Locate the line that contains "For every instance of the wooden bench" in the entries below. Retype it and all following lines through the final one, character for character.

========

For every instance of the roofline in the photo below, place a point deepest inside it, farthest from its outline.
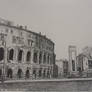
(27, 31)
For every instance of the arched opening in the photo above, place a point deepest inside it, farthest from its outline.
(35, 57)
(20, 55)
(34, 73)
(1, 54)
(9, 73)
(48, 59)
(28, 56)
(27, 74)
(40, 58)
(40, 73)
(11, 53)
(0, 73)
(73, 65)
(48, 74)
(44, 58)
(19, 73)
(44, 74)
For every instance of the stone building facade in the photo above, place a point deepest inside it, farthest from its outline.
(62, 67)
(23, 53)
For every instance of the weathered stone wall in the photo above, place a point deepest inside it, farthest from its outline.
(49, 85)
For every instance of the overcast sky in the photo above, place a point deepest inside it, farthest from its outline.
(66, 22)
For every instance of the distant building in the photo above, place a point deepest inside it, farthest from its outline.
(23, 53)
(62, 67)
(84, 64)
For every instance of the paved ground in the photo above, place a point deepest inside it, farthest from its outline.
(84, 84)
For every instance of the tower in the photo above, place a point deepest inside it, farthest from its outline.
(72, 60)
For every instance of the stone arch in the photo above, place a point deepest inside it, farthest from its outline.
(1, 53)
(40, 73)
(19, 73)
(34, 73)
(35, 57)
(44, 73)
(9, 73)
(40, 57)
(11, 54)
(27, 73)
(20, 55)
(0, 73)
(28, 57)
(44, 58)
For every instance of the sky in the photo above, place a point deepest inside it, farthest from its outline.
(65, 22)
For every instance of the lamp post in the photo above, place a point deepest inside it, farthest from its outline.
(3, 68)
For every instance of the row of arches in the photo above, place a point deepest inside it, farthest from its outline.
(41, 74)
(46, 59)
(9, 73)
(11, 54)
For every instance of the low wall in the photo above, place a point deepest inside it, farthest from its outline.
(49, 85)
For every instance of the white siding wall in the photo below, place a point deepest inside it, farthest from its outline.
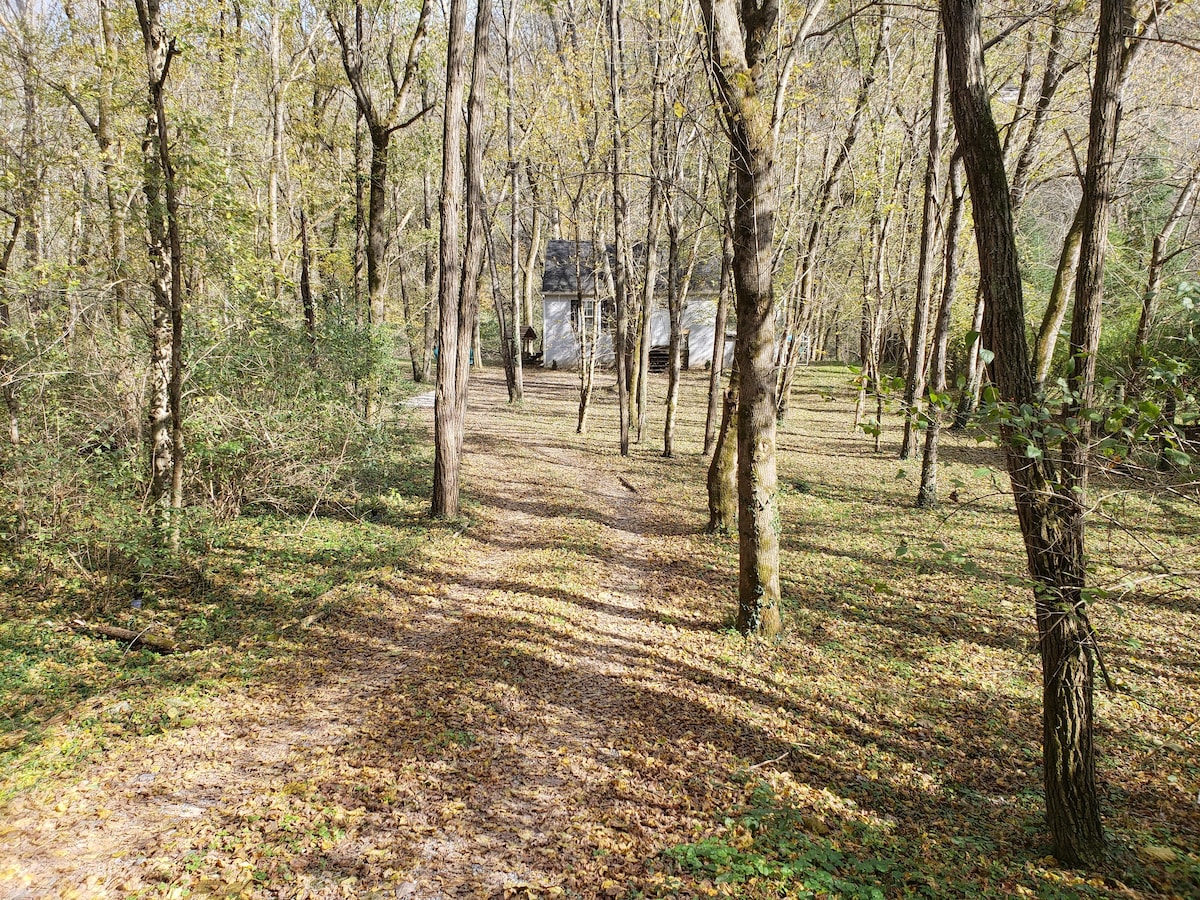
(561, 348)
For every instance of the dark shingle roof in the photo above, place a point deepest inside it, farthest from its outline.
(570, 261)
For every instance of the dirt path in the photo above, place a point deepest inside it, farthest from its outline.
(489, 721)
(541, 699)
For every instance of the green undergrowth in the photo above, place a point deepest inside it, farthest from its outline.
(238, 600)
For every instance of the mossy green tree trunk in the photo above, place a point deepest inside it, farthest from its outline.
(1050, 498)
(737, 34)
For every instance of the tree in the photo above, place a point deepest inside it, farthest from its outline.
(382, 123)
(619, 216)
(915, 384)
(737, 35)
(166, 252)
(459, 289)
(1050, 498)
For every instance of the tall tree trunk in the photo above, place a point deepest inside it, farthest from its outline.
(658, 151)
(516, 382)
(1050, 505)
(969, 399)
(306, 303)
(621, 276)
(723, 468)
(431, 287)
(927, 496)
(166, 259)
(459, 292)
(1060, 298)
(723, 310)
(915, 384)
(1158, 258)
(826, 192)
(7, 351)
(360, 219)
(275, 72)
(675, 310)
(737, 35)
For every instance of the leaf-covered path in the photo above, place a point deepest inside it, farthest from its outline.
(543, 699)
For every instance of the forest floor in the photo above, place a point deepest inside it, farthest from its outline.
(546, 697)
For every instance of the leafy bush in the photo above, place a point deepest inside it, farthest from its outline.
(768, 843)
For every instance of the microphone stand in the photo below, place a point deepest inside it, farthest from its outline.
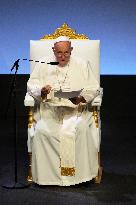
(16, 184)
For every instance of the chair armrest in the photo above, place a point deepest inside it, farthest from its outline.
(29, 100)
(98, 100)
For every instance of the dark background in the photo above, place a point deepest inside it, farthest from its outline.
(118, 149)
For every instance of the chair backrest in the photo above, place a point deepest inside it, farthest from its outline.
(84, 48)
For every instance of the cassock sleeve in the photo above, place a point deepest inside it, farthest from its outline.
(34, 84)
(91, 85)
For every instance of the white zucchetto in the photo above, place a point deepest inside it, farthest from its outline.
(61, 38)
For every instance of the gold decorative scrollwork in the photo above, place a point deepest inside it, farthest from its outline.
(65, 30)
(67, 171)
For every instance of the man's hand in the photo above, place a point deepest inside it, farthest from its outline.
(77, 100)
(44, 91)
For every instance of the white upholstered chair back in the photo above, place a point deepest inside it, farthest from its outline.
(84, 48)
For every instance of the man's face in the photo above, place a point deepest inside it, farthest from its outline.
(62, 51)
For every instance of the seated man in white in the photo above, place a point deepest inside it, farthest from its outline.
(64, 151)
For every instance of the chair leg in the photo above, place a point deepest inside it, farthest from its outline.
(97, 179)
(29, 177)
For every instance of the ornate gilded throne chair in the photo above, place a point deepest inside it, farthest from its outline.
(88, 50)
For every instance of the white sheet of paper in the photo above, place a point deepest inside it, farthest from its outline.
(67, 94)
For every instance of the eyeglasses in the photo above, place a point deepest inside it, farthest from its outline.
(66, 54)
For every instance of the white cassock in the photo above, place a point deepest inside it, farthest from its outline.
(65, 138)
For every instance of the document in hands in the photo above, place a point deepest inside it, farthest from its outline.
(67, 94)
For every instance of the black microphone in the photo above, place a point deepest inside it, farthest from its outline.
(53, 63)
(15, 65)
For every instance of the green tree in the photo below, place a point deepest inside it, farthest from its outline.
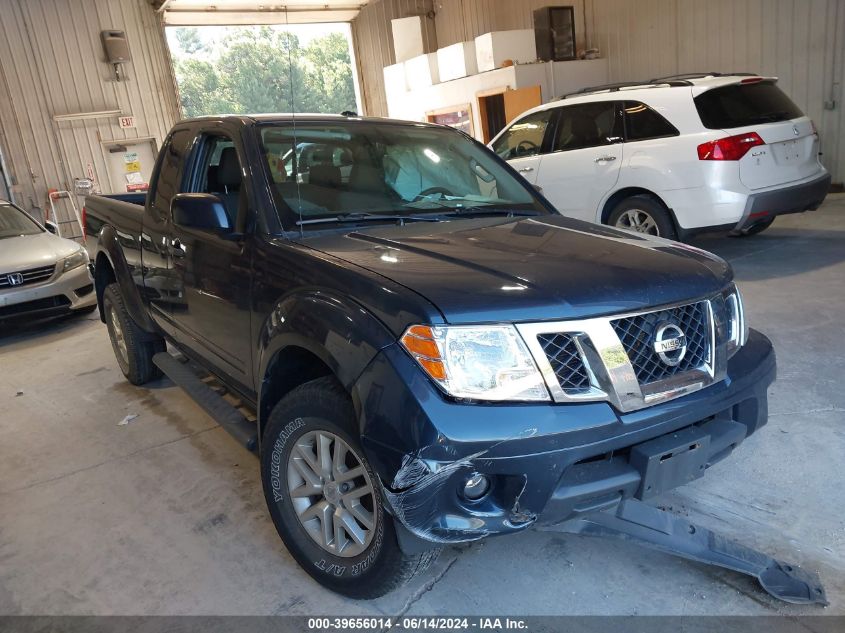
(199, 88)
(328, 76)
(189, 40)
(263, 70)
(258, 70)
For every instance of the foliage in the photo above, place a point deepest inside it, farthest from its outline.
(263, 70)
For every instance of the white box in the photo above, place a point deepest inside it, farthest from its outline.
(408, 39)
(422, 71)
(456, 61)
(394, 78)
(492, 49)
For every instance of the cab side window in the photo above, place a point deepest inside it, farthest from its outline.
(588, 125)
(167, 181)
(218, 172)
(641, 123)
(524, 137)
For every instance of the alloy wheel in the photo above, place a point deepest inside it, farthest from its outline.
(639, 221)
(332, 493)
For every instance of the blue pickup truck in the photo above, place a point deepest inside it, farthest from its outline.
(432, 354)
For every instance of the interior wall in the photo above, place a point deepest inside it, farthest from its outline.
(51, 64)
(800, 41)
(464, 20)
(372, 37)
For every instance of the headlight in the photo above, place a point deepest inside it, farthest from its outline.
(477, 362)
(79, 258)
(737, 326)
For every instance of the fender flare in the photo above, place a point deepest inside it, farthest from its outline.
(337, 330)
(109, 247)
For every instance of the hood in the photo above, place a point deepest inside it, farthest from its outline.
(32, 251)
(533, 269)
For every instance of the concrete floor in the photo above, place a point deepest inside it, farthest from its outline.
(165, 515)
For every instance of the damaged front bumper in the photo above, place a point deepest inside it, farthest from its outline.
(545, 463)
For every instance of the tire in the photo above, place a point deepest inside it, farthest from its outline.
(372, 566)
(755, 229)
(133, 348)
(643, 214)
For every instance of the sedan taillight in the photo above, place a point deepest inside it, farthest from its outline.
(730, 148)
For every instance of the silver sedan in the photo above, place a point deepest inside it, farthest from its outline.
(41, 274)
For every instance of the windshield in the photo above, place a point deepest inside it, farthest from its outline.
(342, 171)
(15, 222)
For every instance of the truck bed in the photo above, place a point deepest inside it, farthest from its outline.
(123, 211)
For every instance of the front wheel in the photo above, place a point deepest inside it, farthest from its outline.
(324, 498)
(643, 214)
(133, 348)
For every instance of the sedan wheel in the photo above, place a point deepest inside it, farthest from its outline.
(639, 221)
(331, 493)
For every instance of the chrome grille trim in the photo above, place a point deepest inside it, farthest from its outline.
(30, 276)
(612, 376)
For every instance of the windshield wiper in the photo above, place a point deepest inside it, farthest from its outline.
(367, 217)
(493, 210)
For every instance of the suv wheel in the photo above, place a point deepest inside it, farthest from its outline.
(643, 214)
(324, 498)
(132, 347)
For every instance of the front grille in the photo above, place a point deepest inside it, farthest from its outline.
(30, 276)
(46, 305)
(566, 361)
(637, 334)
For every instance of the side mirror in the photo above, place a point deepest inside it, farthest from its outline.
(200, 211)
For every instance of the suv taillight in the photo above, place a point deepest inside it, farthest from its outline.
(730, 148)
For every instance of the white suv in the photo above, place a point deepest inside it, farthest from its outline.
(672, 157)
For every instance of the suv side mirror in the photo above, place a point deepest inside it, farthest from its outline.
(203, 211)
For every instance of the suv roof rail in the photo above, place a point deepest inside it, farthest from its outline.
(702, 76)
(652, 83)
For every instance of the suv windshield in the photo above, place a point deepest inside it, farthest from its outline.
(14, 222)
(337, 172)
(739, 105)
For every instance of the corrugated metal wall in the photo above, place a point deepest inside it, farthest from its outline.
(52, 63)
(800, 41)
(372, 37)
(464, 20)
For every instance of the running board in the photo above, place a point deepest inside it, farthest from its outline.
(223, 413)
(640, 523)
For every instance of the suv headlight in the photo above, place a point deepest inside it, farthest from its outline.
(483, 362)
(79, 258)
(737, 326)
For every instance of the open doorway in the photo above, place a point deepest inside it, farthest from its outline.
(497, 108)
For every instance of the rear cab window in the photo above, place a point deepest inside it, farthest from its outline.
(588, 125)
(642, 123)
(741, 105)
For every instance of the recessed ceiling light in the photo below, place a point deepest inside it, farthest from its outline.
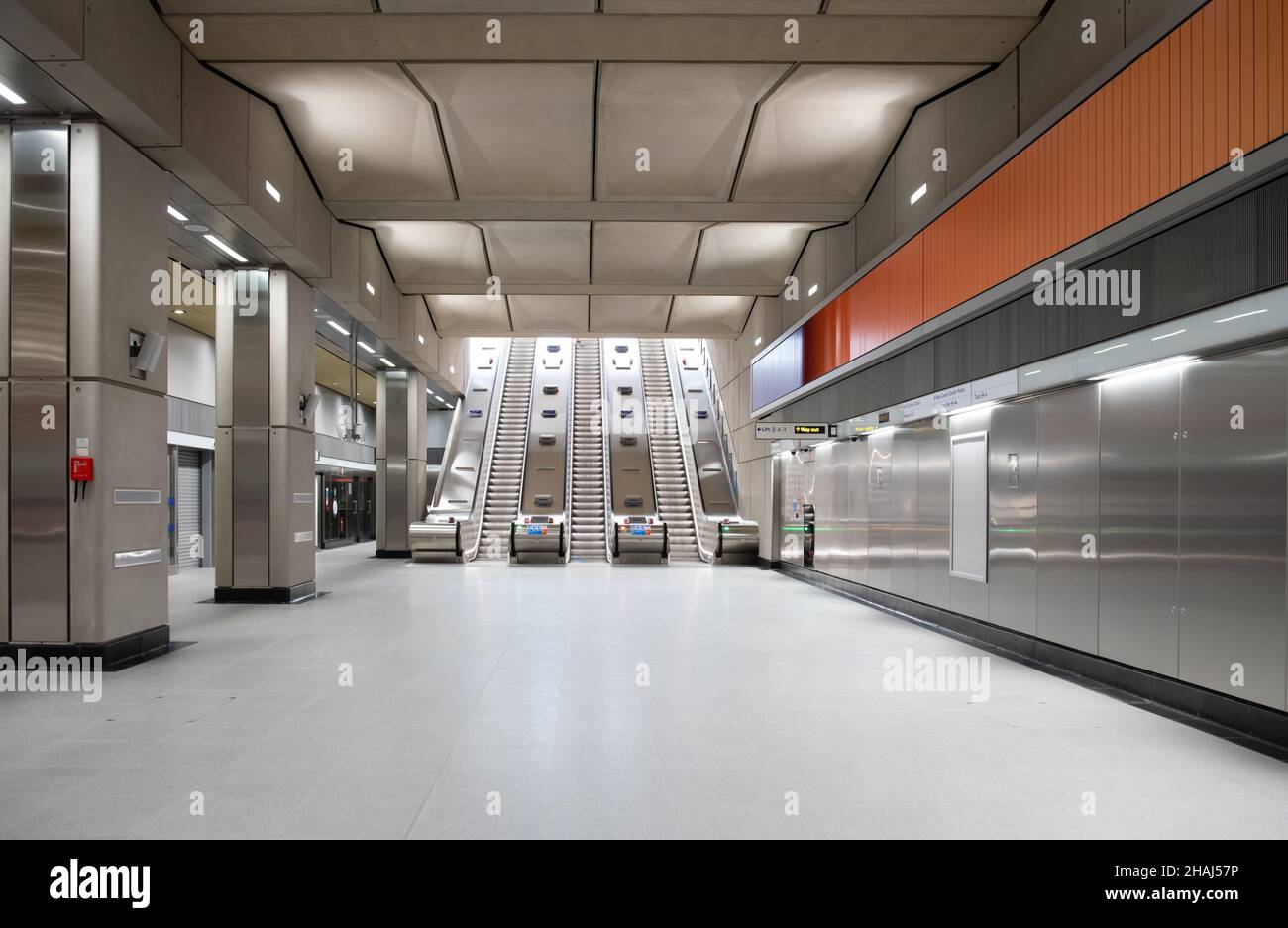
(12, 95)
(1241, 316)
(224, 248)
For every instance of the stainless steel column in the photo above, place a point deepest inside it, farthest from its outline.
(400, 439)
(84, 233)
(265, 447)
(40, 202)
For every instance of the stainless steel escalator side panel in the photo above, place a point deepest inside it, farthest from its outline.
(545, 469)
(631, 468)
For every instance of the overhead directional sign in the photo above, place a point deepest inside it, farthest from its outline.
(774, 432)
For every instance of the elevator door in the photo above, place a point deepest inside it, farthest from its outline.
(1233, 512)
(1138, 432)
(189, 545)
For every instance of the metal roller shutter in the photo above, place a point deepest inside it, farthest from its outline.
(188, 508)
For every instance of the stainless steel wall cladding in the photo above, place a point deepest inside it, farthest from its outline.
(1013, 506)
(903, 512)
(39, 226)
(1141, 518)
(880, 475)
(1138, 481)
(38, 511)
(791, 472)
(934, 502)
(545, 473)
(1232, 545)
(1069, 518)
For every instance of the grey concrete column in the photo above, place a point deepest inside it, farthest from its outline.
(81, 567)
(265, 448)
(400, 438)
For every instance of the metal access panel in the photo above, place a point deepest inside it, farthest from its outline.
(827, 555)
(903, 512)
(857, 532)
(1013, 516)
(791, 519)
(1138, 485)
(38, 511)
(967, 514)
(932, 515)
(4, 514)
(39, 222)
(1068, 479)
(250, 508)
(1232, 523)
(630, 464)
(464, 456)
(292, 519)
(545, 472)
(880, 477)
(119, 541)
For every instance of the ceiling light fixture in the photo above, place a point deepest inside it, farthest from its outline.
(1241, 316)
(1144, 368)
(224, 248)
(12, 95)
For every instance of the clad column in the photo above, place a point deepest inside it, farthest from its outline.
(82, 377)
(400, 438)
(265, 447)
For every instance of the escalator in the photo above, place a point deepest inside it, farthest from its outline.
(505, 475)
(589, 538)
(670, 480)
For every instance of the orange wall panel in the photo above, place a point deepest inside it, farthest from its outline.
(1215, 82)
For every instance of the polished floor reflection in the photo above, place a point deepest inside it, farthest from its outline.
(593, 700)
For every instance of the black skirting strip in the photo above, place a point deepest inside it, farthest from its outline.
(1254, 726)
(116, 654)
(279, 595)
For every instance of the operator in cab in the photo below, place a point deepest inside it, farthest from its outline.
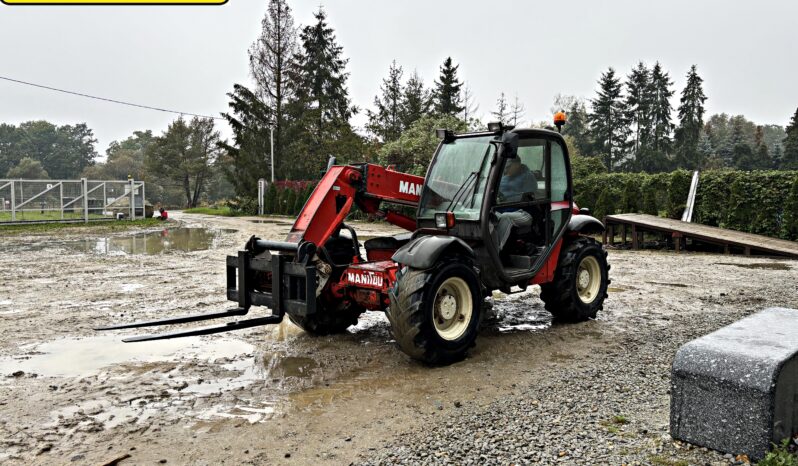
(517, 180)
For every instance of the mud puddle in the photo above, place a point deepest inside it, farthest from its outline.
(273, 222)
(759, 265)
(80, 357)
(519, 312)
(157, 242)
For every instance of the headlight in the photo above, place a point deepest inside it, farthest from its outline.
(444, 220)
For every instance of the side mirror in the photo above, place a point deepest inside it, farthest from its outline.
(330, 163)
(510, 145)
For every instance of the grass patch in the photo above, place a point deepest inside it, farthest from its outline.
(38, 216)
(106, 226)
(662, 461)
(620, 419)
(785, 454)
(221, 211)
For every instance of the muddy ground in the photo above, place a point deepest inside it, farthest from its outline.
(274, 395)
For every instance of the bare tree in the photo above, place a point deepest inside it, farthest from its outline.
(501, 113)
(517, 110)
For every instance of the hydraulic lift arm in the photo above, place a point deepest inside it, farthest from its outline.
(293, 276)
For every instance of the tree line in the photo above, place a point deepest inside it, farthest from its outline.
(298, 99)
(629, 125)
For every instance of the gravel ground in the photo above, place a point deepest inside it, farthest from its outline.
(588, 393)
(611, 407)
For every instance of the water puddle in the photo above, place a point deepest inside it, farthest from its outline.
(521, 312)
(158, 242)
(759, 265)
(80, 357)
(677, 285)
(274, 222)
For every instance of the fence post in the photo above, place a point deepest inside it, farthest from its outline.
(261, 193)
(85, 185)
(13, 202)
(132, 200)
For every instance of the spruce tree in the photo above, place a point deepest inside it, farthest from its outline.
(501, 113)
(661, 126)
(386, 121)
(789, 161)
(691, 120)
(578, 126)
(249, 118)
(321, 107)
(446, 95)
(517, 111)
(269, 61)
(609, 125)
(415, 100)
(762, 160)
(778, 156)
(470, 107)
(638, 101)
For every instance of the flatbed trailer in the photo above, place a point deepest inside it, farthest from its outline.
(731, 241)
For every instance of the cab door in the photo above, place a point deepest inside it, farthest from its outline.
(543, 203)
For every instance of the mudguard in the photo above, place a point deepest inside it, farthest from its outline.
(585, 224)
(423, 252)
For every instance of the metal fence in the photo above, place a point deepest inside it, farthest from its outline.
(27, 201)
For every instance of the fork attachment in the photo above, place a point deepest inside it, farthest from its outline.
(284, 286)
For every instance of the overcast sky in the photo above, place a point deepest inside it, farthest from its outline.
(188, 57)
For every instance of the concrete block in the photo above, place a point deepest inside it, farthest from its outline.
(736, 389)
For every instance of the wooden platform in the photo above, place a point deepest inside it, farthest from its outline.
(747, 243)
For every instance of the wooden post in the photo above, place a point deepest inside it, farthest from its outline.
(85, 186)
(13, 202)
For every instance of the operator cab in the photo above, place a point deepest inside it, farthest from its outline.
(517, 181)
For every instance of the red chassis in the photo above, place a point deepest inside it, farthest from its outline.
(368, 186)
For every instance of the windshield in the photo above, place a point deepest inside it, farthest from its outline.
(456, 180)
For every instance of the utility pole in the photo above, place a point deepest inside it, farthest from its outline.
(271, 142)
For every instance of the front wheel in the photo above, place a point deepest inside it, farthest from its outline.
(435, 313)
(580, 282)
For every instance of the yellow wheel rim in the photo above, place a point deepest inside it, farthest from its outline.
(452, 309)
(588, 279)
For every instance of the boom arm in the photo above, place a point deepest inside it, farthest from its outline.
(365, 185)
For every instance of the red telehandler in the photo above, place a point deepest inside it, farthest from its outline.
(494, 211)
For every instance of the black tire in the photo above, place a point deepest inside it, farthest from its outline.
(561, 296)
(412, 311)
(327, 320)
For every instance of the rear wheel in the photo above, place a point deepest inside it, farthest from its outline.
(435, 313)
(580, 282)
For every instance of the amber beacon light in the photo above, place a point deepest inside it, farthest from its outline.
(114, 2)
(559, 120)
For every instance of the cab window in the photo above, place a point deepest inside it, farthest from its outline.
(523, 178)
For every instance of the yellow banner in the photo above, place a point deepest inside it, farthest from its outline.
(113, 2)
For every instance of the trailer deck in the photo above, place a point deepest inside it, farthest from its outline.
(730, 240)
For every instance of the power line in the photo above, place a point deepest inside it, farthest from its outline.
(130, 104)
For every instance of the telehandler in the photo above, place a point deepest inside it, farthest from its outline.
(495, 210)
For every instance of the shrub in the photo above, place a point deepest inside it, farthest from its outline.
(789, 228)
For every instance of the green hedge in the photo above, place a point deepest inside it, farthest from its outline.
(761, 202)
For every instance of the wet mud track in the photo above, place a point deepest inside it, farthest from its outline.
(273, 395)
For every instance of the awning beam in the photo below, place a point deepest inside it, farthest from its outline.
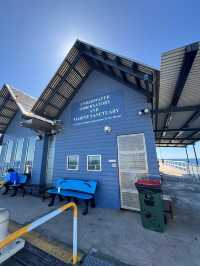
(176, 109)
(107, 61)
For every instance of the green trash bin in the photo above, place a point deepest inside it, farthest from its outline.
(151, 204)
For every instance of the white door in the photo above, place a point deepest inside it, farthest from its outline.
(132, 160)
(50, 159)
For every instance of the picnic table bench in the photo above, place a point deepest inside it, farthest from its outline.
(22, 181)
(76, 189)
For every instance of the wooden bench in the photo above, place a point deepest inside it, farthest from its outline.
(22, 181)
(76, 189)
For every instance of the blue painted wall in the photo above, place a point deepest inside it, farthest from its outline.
(15, 131)
(91, 139)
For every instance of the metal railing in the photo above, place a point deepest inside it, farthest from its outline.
(185, 167)
(28, 228)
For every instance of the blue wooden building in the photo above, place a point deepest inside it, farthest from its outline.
(92, 121)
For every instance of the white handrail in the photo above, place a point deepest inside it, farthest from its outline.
(28, 228)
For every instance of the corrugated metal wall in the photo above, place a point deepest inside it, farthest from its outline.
(91, 139)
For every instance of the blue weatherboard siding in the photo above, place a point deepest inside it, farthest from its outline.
(15, 131)
(90, 139)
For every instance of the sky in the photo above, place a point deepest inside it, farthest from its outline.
(36, 35)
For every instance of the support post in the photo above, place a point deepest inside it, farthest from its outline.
(188, 161)
(197, 163)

========

Exercise solution.
For every instance of the wooden bench in the photo above, place a point deepest inside it, farthest from its outline.
(22, 181)
(76, 189)
For every instance of the blue painted wall in the photo above, place a point deepest inside it, farthest from its outline.
(15, 131)
(91, 139)
For every instance of the metal railing in the photo above, place a point deepest inside it, farthest from its outline.
(185, 167)
(28, 228)
For every instance of the blue wooden building in the photo above, place a point deepest inside it, farthest from its outline.
(92, 121)
For every instance of the white handrail in the photo above, place a point deepest inside it, farthest from its outline.
(28, 228)
For every instance of the corrugated metal wall in the photo above, place a point deepest inside it, farthest from its outline.
(91, 139)
For every instance of the blue weatherboard siding in the photo above, place a point deepest inside it, farthest from its outline.
(15, 131)
(90, 139)
For every instance of the sky in the photo above, place a point deepest inside it, farthest from its outline.
(36, 35)
For every instance of the support post in the photo above, place a point deepest inside it, farthest from its outline.
(188, 161)
(197, 163)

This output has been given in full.